| Set exercise |
Report every line of the items below that contains the string "field", copying each such line in full. Letter case matters.

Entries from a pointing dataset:
#####

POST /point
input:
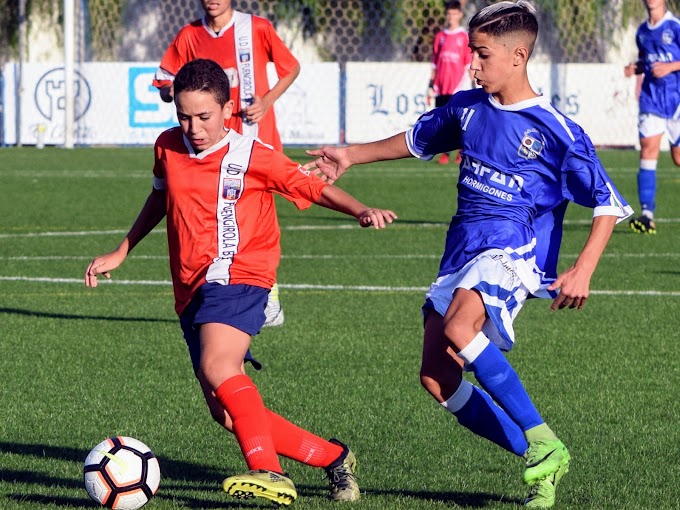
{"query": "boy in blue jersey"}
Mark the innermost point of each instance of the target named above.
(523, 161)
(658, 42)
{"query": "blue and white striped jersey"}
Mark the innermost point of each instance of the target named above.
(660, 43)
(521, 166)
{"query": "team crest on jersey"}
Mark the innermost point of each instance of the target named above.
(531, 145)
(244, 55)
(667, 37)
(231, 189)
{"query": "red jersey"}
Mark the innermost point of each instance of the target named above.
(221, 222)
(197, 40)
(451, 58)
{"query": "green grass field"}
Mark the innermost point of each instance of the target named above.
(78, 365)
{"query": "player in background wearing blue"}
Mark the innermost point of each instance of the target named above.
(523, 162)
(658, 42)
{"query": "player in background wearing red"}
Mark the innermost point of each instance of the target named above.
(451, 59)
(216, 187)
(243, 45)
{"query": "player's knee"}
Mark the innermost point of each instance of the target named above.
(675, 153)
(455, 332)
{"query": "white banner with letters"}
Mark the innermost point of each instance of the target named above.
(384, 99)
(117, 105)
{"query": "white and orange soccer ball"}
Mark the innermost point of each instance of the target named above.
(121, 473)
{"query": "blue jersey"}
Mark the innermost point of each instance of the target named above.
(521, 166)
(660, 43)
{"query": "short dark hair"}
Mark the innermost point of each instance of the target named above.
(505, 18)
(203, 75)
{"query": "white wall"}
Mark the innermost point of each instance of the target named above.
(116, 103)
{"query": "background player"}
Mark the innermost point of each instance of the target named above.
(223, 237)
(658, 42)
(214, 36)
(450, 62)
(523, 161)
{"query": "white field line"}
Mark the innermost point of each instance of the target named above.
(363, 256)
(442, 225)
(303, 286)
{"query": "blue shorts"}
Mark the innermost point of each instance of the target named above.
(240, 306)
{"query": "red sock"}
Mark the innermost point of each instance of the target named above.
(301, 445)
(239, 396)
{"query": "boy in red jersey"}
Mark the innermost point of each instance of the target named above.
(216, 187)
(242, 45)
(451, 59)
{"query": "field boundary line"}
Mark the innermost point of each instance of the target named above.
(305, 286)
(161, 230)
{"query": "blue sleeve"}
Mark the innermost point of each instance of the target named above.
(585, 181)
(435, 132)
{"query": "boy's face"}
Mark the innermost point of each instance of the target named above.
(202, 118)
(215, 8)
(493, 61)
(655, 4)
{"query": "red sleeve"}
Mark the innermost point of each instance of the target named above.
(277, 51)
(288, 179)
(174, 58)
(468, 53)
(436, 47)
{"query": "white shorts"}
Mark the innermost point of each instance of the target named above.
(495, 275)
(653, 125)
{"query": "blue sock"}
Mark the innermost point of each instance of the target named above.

#####

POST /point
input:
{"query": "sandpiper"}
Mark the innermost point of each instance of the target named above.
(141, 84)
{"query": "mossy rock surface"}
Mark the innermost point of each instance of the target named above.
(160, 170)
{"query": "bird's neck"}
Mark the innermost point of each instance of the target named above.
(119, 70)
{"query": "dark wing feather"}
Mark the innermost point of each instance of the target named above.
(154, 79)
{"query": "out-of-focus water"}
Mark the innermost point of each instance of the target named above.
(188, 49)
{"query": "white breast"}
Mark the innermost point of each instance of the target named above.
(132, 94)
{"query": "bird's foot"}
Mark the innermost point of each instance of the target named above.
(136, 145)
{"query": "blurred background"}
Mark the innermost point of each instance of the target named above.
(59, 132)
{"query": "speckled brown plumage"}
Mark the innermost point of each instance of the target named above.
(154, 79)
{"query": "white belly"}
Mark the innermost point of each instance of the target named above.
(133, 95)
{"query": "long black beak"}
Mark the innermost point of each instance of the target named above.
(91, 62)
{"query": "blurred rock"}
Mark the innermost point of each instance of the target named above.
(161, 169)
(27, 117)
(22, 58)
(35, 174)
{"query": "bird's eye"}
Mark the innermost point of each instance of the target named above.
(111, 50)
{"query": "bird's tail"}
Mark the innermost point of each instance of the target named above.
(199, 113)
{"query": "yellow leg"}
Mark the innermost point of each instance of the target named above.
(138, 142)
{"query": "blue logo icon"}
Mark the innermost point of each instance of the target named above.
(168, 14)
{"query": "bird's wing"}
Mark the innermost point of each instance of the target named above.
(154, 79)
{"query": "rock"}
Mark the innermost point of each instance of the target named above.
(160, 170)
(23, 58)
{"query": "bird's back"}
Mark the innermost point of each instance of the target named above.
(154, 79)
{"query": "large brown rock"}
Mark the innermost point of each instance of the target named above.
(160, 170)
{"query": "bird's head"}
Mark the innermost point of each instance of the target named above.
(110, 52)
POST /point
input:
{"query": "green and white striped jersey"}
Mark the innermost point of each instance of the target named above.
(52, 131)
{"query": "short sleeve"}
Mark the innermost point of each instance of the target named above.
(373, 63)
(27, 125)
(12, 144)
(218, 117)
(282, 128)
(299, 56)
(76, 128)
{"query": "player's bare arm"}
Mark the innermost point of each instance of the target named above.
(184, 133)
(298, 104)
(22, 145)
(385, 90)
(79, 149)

#####

| Task result |
{"query": "green grass field"}
{"query": "white field line"}
{"query": "field boundary line"}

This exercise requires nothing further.